- _What this task involves_:
Reproduce the rows below word for word, omitting the pictures.

- _Listed records_:
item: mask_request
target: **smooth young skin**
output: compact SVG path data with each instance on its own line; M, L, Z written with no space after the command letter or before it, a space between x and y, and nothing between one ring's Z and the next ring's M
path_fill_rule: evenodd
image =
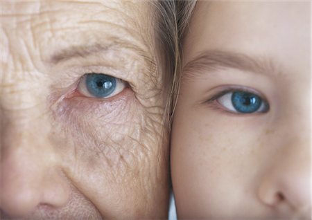
M152 4L1 8L1 218L166 218L165 97ZM128 85L89 97L78 84L90 73Z
M309 219L310 3L199 1L184 46L171 156L178 217ZM268 111L211 100L229 88Z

- _Output for this task_:
item: mask_request
target: **smooth young skin**
output: compact SVG path data with each instance on its own line; M, L, Z written with no space after the command letter or before it, a space between x and y, and nothing between one ring's Z and the next ring's M
path_fill_rule: evenodd
image =
M152 4L1 8L1 218L166 218L165 97ZM128 85L89 97L78 84L90 73Z
M309 219L310 3L199 1L184 46L171 156L178 217ZM268 111L211 100L229 88Z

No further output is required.